■ **Request**
Reproduce, word for word, the lines of the material below between the line holding "In this exercise you will locate the dark jacket" and the line holding "point(279, 270)", inclusive.

[Start of Dataset records]

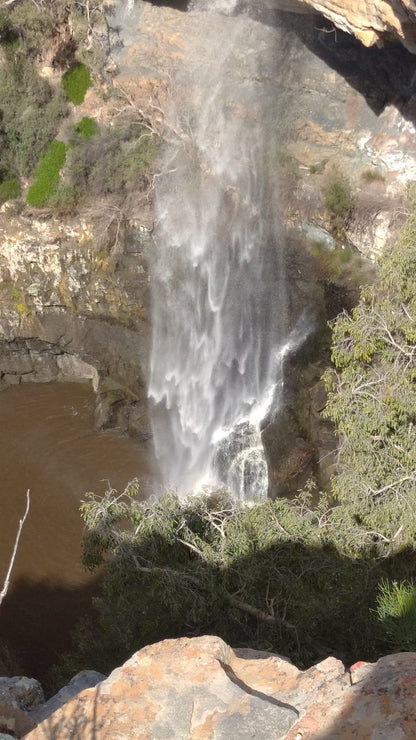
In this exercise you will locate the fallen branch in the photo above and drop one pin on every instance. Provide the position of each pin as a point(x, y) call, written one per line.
point(16, 544)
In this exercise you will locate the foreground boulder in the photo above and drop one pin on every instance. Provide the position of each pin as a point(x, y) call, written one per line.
point(18, 695)
point(200, 689)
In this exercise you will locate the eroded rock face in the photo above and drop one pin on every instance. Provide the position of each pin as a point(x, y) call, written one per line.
point(71, 309)
point(18, 695)
point(201, 689)
point(369, 21)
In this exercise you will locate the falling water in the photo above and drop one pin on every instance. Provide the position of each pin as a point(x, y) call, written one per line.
point(219, 296)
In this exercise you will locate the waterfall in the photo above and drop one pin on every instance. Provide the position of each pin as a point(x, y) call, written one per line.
point(219, 304)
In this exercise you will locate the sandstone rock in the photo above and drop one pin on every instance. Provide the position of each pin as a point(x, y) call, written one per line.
point(369, 21)
point(80, 682)
point(175, 689)
point(201, 689)
point(17, 696)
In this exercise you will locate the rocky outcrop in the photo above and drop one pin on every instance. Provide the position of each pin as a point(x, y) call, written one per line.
point(371, 22)
point(18, 695)
point(73, 307)
point(201, 689)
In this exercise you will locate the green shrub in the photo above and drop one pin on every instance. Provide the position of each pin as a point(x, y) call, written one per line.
point(112, 162)
point(372, 175)
point(338, 198)
point(396, 614)
point(30, 114)
point(339, 203)
point(9, 190)
point(76, 82)
point(318, 168)
point(86, 127)
point(64, 199)
point(47, 175)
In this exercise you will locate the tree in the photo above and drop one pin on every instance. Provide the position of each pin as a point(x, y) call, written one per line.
point(373, 399)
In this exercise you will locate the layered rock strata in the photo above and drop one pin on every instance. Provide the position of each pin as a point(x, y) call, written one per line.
point(370, 22)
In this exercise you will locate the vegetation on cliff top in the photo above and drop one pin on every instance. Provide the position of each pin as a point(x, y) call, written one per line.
point(322, 574)
point(73, 38)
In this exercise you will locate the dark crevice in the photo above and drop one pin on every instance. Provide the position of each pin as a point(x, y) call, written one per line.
point(253, 692)
point(384, 76)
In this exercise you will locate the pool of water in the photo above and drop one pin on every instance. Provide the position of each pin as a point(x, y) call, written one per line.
point(48, 445)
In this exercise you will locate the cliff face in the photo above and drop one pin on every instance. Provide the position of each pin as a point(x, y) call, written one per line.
point(71, 307)
point(370, 22)
point(201, 689)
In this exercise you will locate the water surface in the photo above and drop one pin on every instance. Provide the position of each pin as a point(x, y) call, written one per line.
point(48, 445)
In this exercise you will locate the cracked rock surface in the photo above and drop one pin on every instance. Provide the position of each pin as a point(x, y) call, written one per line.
point(201, 689)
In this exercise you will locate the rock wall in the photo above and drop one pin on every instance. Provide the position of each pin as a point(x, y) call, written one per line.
point(201, 689)
point(73, 305)
point(70, 309)
point(370, 22)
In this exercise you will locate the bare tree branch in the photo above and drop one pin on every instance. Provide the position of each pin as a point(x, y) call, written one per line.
point(16, 544)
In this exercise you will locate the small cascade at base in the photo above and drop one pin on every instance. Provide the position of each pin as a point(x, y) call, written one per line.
point(219, 294)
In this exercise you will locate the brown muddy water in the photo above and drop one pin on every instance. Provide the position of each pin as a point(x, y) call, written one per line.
point(48, 445)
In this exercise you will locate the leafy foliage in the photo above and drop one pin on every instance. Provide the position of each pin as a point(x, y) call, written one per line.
point(339, 203)
point(254, 576)
point(75, 83)
point(30, 113)
point(396, 613)
point(86, 127)
point(9, 189)
point(114, 161)
point(47, 175)
point(373, 399)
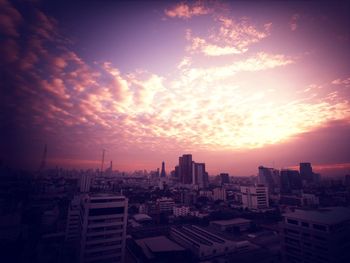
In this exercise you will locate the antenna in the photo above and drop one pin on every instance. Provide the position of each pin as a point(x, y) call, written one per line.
point(43, 159)
point(103, 159)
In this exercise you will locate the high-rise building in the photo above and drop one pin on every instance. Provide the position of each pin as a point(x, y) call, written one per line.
point(219, 194)
point(316, 235)
point(165, 205)
point(185, 169)
point(73, 220)
point(103, 228)
point(290, 181)
point(307, 173)
point(268, 177)
point(255, 197)
point(162, 173)
point(199, 175)
point(85, 182)
point(224, 178)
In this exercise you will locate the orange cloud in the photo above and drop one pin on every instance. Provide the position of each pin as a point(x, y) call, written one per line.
point(185, 11)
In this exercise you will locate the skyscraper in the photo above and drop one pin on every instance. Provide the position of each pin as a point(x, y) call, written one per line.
point(185, 169)
point(290, 181)
point(268, 177)
point(199, 176)
point(306, 172)
point(162, 173)
point(103, 228)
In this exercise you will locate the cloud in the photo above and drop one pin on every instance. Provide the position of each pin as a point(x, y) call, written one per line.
point(230, 37)
point(186, 11)
point(199, 106)
point(293, 23)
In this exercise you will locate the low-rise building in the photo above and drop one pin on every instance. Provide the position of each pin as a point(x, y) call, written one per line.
point(239, 224)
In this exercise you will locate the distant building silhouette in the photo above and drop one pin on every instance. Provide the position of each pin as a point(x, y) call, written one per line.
point(103, 228)
point(185, 169)
point(162, 173)
point(255, 197)
point(290, 181)
point(224, 178)
point(200, 176)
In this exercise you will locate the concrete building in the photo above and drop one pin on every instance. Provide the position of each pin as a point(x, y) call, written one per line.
point(290, 181)
point(269, 177)
point(219, 194)
point(199, 175)
point(181, 210)
point(160, 249)
point(255, 197)
point(204, 244)
point(85, 182)
point(165, 205)
point(73, 220)
point(103, 228)
point(239, 224)
point(316, 235)
point(185, 169)
point(224, 178)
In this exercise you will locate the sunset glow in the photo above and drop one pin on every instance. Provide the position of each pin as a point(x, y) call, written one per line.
point(213, 78)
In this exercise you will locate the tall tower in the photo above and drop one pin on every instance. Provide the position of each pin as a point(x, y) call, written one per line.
point(185, 169)
point(162, 173)
point(103, 228)
point(43, 159)
point(103, 159)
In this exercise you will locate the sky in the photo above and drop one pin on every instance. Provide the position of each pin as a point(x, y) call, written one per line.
point(236, 83)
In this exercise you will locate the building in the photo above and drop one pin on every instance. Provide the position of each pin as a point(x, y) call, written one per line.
point(316, 235)
point(165, 205)
point(255, 197)
point(181, 210)
point(290, 181)
point(85, 182)
point(219, 194)
point(204, 244)
point(73, 220)
point(306, 172)
point(300, 200)
point(185, 169)
point(199, 175)
point(268, 177)
point(206, 193)
point(239, 224)
point(103, 228)
point(162, 173)
point(224, 178)
point(160, 249)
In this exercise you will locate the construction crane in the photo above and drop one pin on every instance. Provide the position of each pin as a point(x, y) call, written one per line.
point(103, 159)
point(43, 159)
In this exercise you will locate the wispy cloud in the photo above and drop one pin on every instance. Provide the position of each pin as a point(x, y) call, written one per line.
point(187, 10)
point(229, 37)
point(293, 23)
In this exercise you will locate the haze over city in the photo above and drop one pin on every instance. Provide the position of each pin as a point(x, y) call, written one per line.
point(234, 83)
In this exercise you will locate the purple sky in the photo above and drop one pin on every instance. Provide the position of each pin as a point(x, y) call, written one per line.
point(235, 84)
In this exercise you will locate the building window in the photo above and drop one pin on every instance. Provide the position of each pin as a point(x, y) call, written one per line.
point(320, 227)
point(304, 224)
point(291, 221)
point(106, 211)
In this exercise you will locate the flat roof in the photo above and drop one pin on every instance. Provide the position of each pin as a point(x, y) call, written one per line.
point(330, 215)
point(231, 221)
point(142, 217)
point(160, 244)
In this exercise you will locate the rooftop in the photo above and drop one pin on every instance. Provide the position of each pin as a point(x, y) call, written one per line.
point(159, 244)
point(231, 221)
point(330, 215)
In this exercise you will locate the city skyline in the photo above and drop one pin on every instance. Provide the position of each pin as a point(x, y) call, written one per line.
point(236, 85)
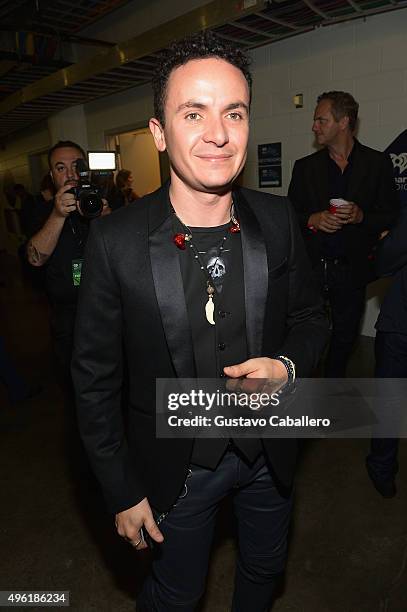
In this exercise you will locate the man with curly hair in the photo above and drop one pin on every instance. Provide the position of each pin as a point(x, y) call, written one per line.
point(199, 279)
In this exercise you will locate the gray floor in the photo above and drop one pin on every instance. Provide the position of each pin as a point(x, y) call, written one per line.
point(348, 549)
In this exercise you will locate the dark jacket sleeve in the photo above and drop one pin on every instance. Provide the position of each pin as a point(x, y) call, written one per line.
point(296, 195)
point(97, 371)
point(306, 325)
point(384, 211)
point(392, 251)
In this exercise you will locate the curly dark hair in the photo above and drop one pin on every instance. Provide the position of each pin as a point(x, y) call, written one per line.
point(62, 144)
point(199, 46)
point(343, 105)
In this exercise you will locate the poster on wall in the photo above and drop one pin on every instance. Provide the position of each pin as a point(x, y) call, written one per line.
point(269, 164)
point(398, 155)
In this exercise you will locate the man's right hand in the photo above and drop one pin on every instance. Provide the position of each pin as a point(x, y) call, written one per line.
point(325, 222)
point(64, 202)
point(130, 521)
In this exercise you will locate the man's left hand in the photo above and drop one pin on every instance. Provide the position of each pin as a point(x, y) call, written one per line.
point(252, 369)
point(349, 213)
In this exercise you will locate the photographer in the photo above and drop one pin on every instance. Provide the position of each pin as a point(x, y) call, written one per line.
point(58, 243)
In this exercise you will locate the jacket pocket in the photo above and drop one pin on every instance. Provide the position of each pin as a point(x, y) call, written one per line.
point(279, 270)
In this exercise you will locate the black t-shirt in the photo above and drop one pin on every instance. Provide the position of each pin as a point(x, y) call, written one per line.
point(224, 343)
point(58, 269)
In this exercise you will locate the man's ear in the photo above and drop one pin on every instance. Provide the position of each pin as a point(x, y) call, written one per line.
point(344, 122)
point(157, 131)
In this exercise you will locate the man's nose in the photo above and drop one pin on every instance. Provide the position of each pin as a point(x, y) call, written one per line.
point(216, 132)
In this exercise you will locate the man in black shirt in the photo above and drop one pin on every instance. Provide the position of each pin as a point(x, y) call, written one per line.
point(58, 243)
point(340, 239)
point(198, 279)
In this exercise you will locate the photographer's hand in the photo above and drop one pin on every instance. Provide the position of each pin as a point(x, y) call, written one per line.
point(64, 203)
point(41, 246)
point(106, 208)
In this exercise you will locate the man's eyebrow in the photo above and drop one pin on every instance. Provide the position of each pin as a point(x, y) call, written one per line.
point(190, 104)
point(200, 105)
point(237, 105)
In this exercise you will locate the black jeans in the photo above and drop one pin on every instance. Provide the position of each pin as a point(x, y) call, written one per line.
point(391, 362)
point(347, 304)
point(180, 565)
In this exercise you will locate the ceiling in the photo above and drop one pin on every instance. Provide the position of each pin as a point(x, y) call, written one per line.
point(37, 80)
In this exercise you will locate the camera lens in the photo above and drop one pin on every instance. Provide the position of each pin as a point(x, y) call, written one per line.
point(91, 205)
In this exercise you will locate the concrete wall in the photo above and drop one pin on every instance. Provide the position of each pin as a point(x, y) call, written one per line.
point(15, 168)
point(365, 57)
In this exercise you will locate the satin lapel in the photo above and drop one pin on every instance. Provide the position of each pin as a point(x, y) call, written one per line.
point(169, 288)
point(255, 271)
point(358, 173)
point(320, 176)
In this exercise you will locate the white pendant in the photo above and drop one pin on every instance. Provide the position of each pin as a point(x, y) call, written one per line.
point(209, 310)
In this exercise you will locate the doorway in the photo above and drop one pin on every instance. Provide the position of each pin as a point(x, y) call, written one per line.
point(136, 152)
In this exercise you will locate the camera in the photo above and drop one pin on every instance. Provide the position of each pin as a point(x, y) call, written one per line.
point(93, 183)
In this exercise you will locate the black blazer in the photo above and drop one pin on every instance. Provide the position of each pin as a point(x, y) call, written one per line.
point(371, 187)
point(132, 296)
point(392, 260)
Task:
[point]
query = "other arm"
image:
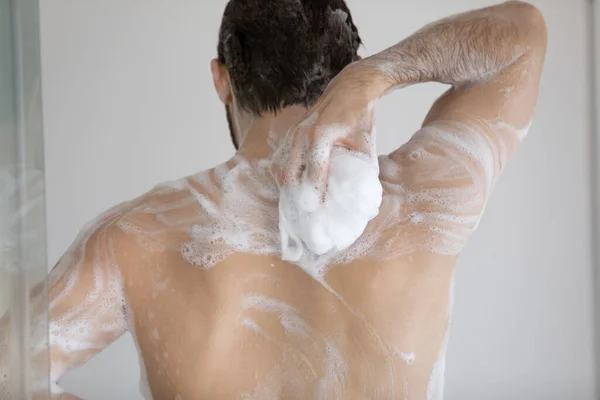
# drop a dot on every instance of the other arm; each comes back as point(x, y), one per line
point(86, 307)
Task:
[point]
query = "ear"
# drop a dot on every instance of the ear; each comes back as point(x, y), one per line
point(221, 81)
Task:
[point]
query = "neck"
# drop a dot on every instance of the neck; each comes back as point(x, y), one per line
point(260, 136)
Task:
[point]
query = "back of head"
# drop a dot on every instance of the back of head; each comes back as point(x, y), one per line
point(281, 53)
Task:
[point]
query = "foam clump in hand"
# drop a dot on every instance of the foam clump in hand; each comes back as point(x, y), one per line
point(352, 199)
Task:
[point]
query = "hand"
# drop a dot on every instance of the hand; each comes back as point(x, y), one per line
point(327, 172)
point(342, 117)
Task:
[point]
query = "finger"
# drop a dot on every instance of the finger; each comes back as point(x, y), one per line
point(317, 168)
point(293, 167)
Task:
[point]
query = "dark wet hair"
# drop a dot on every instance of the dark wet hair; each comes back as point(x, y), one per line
point(284, 52)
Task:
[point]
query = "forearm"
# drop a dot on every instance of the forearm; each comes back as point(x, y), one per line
point(462, 49)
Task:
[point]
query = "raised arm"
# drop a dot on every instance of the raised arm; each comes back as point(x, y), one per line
point(87, 308)
point(493, 58)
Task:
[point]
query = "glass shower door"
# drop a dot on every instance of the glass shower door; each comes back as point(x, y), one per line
point(24, 357)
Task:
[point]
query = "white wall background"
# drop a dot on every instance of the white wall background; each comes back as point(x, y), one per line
point(129, 102)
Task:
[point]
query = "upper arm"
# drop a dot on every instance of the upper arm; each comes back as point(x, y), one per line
point(87, 307)
point(449, 167)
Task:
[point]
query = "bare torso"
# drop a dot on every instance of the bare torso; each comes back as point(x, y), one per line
point(217, 314)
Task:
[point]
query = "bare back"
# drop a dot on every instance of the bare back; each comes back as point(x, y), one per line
point(198, 279)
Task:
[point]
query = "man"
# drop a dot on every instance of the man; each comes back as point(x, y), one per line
point(194, 269)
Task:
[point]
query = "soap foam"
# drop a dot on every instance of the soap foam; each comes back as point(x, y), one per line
point(436, 186)
point(352, 199)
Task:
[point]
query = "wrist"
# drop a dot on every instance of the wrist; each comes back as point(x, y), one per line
point(381, 75)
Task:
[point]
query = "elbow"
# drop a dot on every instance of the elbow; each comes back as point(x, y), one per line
point(532, 22)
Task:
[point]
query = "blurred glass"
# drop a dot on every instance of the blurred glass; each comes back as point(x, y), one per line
point(23, 300)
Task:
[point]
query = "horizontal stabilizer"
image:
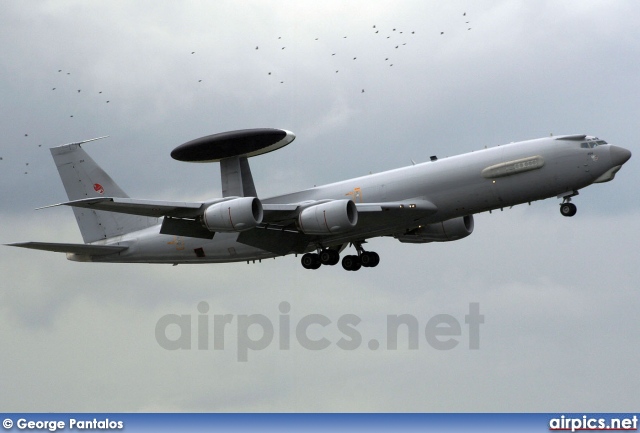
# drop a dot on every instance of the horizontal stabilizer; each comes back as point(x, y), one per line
point(85, 249)
point(149, 208)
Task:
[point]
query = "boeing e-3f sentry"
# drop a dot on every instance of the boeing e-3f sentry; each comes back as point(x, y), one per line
point(428, 202)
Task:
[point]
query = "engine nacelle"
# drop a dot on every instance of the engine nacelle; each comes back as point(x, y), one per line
point(235, 215)
point(335, 216)
point(445, 231)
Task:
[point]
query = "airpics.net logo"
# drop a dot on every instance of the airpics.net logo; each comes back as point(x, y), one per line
point(255, 332)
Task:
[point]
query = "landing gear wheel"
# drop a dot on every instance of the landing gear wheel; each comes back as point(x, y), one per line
point(310, 261)
point(351, 263)
point(369, 259)
point(329, 257)
point(568, 209)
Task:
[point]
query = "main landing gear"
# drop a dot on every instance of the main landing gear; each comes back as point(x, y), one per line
point(330, 257)
point(566, 207)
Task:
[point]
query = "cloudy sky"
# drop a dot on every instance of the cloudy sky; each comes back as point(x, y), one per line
point(559, 295)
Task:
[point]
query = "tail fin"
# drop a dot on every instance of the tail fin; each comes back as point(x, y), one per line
point(83, 178)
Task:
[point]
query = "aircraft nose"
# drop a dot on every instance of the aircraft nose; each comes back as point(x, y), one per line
point(619, 155)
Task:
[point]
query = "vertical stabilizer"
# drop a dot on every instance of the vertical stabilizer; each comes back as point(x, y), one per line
point(83, 178)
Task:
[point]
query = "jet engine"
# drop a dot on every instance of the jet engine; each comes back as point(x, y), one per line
point(235, 215)
point(449, 230)
point(334, 216)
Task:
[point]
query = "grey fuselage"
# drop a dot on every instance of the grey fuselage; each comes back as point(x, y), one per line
point(458, 186)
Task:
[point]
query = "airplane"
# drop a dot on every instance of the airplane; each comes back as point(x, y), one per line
point(432, 201)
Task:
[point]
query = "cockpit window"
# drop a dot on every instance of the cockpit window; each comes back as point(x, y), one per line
point(592, 142)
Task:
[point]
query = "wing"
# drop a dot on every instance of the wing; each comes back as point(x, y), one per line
point(86, 249)
point(279, 233)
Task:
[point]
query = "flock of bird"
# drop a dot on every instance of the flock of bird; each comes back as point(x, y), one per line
point(396, 38)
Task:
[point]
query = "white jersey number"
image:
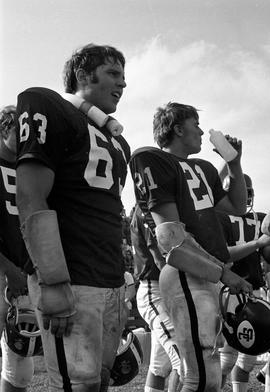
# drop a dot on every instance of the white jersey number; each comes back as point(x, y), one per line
point(24, 127)
point(206, 200)
point(240, 223)
point(98, 172)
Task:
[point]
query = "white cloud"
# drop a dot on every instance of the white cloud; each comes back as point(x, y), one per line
point(230, 86)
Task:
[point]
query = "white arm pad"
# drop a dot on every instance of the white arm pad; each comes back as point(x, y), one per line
point(170, 234)
point(266, 224)
point(95, 114)
point(186, 254)
point(41, 235)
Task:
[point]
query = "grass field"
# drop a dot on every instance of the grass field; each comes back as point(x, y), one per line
point(40, 382)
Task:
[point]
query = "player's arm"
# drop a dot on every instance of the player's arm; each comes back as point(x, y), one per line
point(185, 254)
point(16, 279)
point(41, 235)
point(238, 252)
point(235, 202)
point(157, 256)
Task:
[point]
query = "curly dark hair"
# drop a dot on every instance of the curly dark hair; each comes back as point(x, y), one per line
point(166, 117)
point(88, 58)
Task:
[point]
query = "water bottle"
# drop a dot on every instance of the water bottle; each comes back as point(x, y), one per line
point(222, 145)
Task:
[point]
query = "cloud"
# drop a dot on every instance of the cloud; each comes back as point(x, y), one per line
point(230, 87)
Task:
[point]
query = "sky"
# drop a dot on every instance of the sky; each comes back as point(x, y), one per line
point(212, 54)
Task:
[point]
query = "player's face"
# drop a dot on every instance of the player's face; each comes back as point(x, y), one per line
point(191, 136)
point(107, 88)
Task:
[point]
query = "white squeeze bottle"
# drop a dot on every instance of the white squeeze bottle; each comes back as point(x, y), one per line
point(222, 145)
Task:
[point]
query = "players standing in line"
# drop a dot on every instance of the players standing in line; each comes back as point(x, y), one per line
point(246, 244)
point(181, 194)
point(17, 371)
point(71, 169)
point(165, 357)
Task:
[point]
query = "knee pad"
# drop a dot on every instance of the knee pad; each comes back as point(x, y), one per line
point(246, 362)
point(17, 370)
point(160, 368)
point(228, 357)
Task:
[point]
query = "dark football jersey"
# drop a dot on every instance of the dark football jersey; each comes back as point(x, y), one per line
point(239, 230)
point(11, 242)
point(142, 239)
point(90, 168)
point(192, 184)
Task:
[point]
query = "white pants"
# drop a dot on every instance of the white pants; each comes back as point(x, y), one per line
point(164, 351)
point(79, 359)
point(194, 310)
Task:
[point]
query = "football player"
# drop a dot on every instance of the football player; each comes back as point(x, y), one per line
point(181, 194)
point(165, 357)
point(17, 371)
point(71, 169)
point(246, 245)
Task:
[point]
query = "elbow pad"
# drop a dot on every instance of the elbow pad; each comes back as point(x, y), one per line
point(41, 235)
point(185, 254)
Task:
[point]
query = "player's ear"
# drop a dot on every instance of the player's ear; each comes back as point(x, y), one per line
point(81, 76)
point(177, 129)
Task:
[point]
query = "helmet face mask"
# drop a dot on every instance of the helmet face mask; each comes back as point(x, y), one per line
point(22, 333)
point(128, 359)
point(247, 329)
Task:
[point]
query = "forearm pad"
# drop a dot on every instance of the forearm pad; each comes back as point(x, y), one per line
point(41, 235)
point(170, 234)
point(190, 257)
point(266, 224)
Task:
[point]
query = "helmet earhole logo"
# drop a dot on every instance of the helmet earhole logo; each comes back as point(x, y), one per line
point(246, 334)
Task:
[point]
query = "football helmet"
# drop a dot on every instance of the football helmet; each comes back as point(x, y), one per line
point(128, 359)
point(22, 332)
point(248, 328)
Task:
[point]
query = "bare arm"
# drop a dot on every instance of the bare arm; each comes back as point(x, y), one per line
point(235, 201)
point(43, 242)
point(240, 251)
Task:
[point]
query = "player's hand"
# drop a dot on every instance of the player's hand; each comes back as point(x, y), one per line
point(57, 305)
point(266, 224)
point(263, 240)
point(235, 283)
point(16, 283)
point(236, 144)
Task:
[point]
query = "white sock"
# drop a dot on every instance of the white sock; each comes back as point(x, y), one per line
point(239, 386)
point(150, 389)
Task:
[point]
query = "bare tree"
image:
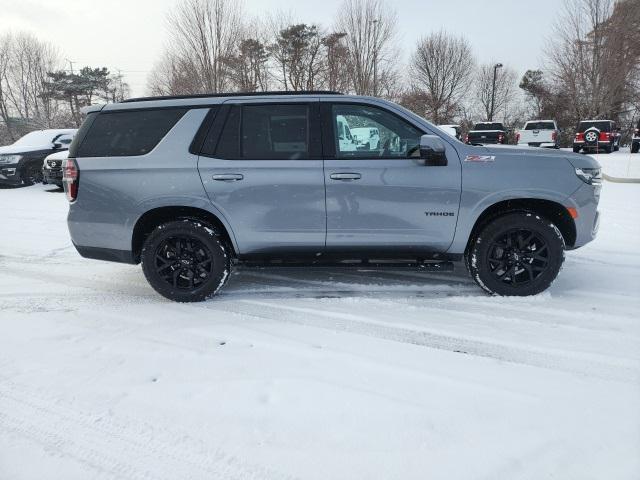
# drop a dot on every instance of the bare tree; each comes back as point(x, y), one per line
point(441, 67)
point(24, 64)
point(204, 35)
point(594, 54)
point(370, 26)
point(495, 102)
point(336, 74)
point(249, 65)
point(296, 51)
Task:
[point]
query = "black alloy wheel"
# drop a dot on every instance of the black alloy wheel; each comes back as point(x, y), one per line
point(517, 254)
point(183, 262)
point(518, 257)
point(186, 260)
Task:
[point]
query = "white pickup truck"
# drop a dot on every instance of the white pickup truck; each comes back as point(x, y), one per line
point(539, 133)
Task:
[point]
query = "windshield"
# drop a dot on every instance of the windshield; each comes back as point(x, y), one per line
point(539, 126)
point(600, 125)
point(488, 126)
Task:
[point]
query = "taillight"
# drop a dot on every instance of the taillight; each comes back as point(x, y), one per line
point(70, 179)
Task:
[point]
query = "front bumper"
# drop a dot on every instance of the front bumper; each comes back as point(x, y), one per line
point(592, 146)
point(10, 174)
point(52, 176)
point(538, 144)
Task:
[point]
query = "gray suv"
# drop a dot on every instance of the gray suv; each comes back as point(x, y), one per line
point(191, 186)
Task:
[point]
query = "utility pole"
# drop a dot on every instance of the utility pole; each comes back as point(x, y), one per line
point(493, 90)
point(375, 57)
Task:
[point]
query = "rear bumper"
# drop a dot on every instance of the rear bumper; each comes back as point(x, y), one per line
point(585, 200)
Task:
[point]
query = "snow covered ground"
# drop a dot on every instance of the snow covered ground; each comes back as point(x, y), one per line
point(314, 374)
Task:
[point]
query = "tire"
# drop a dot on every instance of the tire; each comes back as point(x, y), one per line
point(518, 254)
point(185, 261)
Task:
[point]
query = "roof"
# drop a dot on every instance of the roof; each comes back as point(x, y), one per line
point(231, 94)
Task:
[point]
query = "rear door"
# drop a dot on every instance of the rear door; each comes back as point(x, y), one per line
point(384, 198)
point(261, 166)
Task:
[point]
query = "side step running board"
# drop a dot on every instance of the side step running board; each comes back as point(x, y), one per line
point(363, 266)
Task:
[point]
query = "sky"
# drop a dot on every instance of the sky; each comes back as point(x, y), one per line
point(129, 35)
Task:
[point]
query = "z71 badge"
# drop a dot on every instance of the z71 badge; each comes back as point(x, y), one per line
point(480, 158)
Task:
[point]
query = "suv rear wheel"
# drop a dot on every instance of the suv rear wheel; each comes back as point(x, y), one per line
point(185, 261)
point(518, 254)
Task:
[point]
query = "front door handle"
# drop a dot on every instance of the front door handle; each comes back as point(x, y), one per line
point(346, 176)
point(228, 177)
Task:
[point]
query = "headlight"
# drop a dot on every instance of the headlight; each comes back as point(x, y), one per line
point(4, 159)
point(589, 175)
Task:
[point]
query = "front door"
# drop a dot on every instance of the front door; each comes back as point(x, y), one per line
point(261, 167)
point(381, 195)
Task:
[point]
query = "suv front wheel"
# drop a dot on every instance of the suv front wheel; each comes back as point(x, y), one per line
point(185, 261)
point(518, 254)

[End of Dataset records]

■ **Result of this task**
In this exercise you will locate the dark jacket sleeve in the photo above and drop one pin on every instance. Provide the position of each pin as a point(x, y) call, written one per line.
point(296, 195)
point(97, 371)
point(306, 325)
point(384, 211)
point(392, 251)
In this exercise you will locate the curly dark hair in the photo above and drop one pin on every instance. Provide the position of each pin as a point(x, y) call, written one per line.
point(62, 144)
point(199, 46)
point(343, 105)
In this exercise you will locate the poster on wall in the photo above and drop one pin on every instance. Provide the position of each pin as a point(x, y) call, written one per line.
point(269, 164)
point(398, 155)
In this exercise you will locate the man's right hand in the photo above and drop one pin on every instance. Provide the position of each pin as a point(x, y) call, written one per line.
point(325, 222)
point(64, 202)
point(130, 521)
In this exercise you will locate the man's left hand in the photo above and drop one pin on every instance. Provide the position of each pin as a point(x, y) call, written one per line.
point(252, 369)
point(349, 213)
In this exercise you will locate the photographer in the photo above and drop one pin on every instance. Provide the position of each pin as a point(x, y) call, written one per line.
point(58, 243)
In this exercise you will locate the jacket pocket in the photo above and drop one pin on every instance. Provide the position of each pin as a point(x, y) call, written one per line.
point(279, 270)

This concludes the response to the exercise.